BEGIN Extracted entries

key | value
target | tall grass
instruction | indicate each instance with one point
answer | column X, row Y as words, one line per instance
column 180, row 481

END Extracted entries

■ **Given task**
Render the records as a two-column CSV with headers "request" and "response" and one row per record. Put each record's text and answer in its own quoted field, and turn any line breaks into spaces.

■ **Right answer**
request,response
"key | value target | tall grass instruction | indicate each instance with one point answer | column X, row Y as words, one line per instance","column 180, row 481"